# Work request 1
In the article on common ancestry, render this sentence in Spanish: "Cells differ in shape and lifestyle, yet they follow the same general script."
# Work request 2
Pull out the passage of the common ancestry article from "What Scientists Mean By All" to "same general script.", copying it word for word.
# Work request 3
Carry the article on whether all living things are related forward from its last sentence.

# Text shown
----------------------------------------

Yes, all living things are related through shared ancestry, traced by DNA, common cell chemistry, and a deep tree of life reaching back billions of years.
When people ask whether all living things are related, they are really asking if there is one family story behind bacteria, trees, mushrooms, and humans. Modern biology answers yes. The idea is not a slogan or a guess. It rests on clear patterns in genes, cells, fossils, and the way species branch through time.
This article walks through what scientists mean by common ancestry, how DNA points to a single deep origin, and why the question still matters in school, medicine, and everyday choices about life on Earth.
What Scientists Mean By All Living Things
The phrase “living things” covers everything that grows, reproduces, and responds to its surroundings. That includes bacteria, archaea (another group of single-celled life), plants, animals, fungi, and countless microscopic forms that rarely appear in textbooks.
Across this variety, biologists see the same basic pattern. All known cellular life uses DNA or RNA as genetic material. All uses similar molecular tools to copy genes and build proteins. Cells differ in shape and lifestyle, yet they follow the same general script.
To make this clearer, it helps to list the shared features that show up again and again across distant branches of the tree of life.
Shared Building Blocks Across Life
| Shared Feature | Short Description | Seen In |
|---|---|---|
| DNA Or RNA | Molecules that store genetic instructions | Bacteria, archaea, plants, animals, fungi |
| Genetic Code | Three-letter codons mapped to amino acids | All known cellular life |
| Proteins | Chains of amino acids that do most cellular work | Every cell type studied so far |
| Ribosomes | Machines that read RNA and build proteins | All bacteria, archaea, and eukaryotes |
| ATP Energy Currency | Small molecule used to move energy around | From microbes to whales and redwoods |
| Lipid Membranes | Fat-based layers that wrap cells and organelles | Almost every known cell |
| Left-Handed Amino Acids | Same “handedness” of building blocks in proteins | Shared across all studied proteins |
| Right-Handed Sugars | Same “handedness” of sugar units in DNA and RNA | Universal among known life |
Each feature on this list could, in principle, have turned out differently. There is no physical law that forces life to use this exact set of amino acids, this specific code, or these energy carriers. Seeing the same toolkit across such a wide spread of organisms points toward inheritance from a shared source rather than many unrelated starts.

----------------------------------------

# Provided data
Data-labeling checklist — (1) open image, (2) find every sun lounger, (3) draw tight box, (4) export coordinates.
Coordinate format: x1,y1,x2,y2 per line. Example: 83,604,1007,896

----------------------------------------

# Exercise answer 1
Las células difieren en forma y modo de vida, pero siguen el mismo guion general.

# Exercise answer 2
What Scientists Mean By All Living Things
The phrase “living things” covers everything that grows, reproduces, and responds to its surroundings. That includes bacteria, archaea (another group of single-celled life), plants, animals, fungi, and countless microscopic forms that rarely appear in textbooks.
Across this variety, biologists see the same basic pattern. All known cellular life uses DNA or RNA as genetic material. All uses similar molecular tools to copy genes and build proteins. Cells differ in shape and lifestyle, yet they follow the same general script.

# Exercise answer 3
How All Living Things Are Related By Evolution
When biologists say that all living things are related, they do not mean that a fern turned into a fox in one leap. They mean that the history of life forms a branching pattern. Populations split, change, and sometimes go extinct. Over long stretches of time, these splits stack up into a tree with countless branches.
Evolutionary theory describes this process as “descent with modification.” A population of organisms gives rise to descendant populations. Each generation carries copies of genes with small changes. If a change helps survival or reproduction under local conditions, that version spreads. If it harms survival, it tends to fade.
Over short time spans, this process tweaks traits inside one species. Over millions of years, the same rules generate new species, new body plans, and new ways of living. A clear overview of this pattern appears in the teaching materials of Evolution 101 from the University of California, Berkeley, which describes evolution as small changes accumulating in lineages over long stretches of time.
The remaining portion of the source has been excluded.